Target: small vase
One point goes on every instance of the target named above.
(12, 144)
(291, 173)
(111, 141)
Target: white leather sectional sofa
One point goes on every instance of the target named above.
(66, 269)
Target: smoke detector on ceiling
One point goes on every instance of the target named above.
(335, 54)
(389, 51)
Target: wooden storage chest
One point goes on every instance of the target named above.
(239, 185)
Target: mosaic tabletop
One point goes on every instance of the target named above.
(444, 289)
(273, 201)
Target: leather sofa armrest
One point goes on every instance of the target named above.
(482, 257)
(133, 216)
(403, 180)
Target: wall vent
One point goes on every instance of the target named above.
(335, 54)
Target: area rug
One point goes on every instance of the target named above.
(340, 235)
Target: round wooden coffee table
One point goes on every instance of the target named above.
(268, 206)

------------------------------------------------------------------------

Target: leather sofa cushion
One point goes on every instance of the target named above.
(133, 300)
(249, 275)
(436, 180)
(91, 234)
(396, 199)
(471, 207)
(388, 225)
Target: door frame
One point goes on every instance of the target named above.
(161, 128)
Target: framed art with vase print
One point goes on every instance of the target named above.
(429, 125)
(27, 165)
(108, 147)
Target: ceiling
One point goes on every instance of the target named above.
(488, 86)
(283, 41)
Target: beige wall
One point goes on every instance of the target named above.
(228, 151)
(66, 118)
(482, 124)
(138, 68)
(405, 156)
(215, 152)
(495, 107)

------------------------------------------------------------------------

__What this task involves__: Please say how many lines above contain "sofa", number only.

__Your response__: 3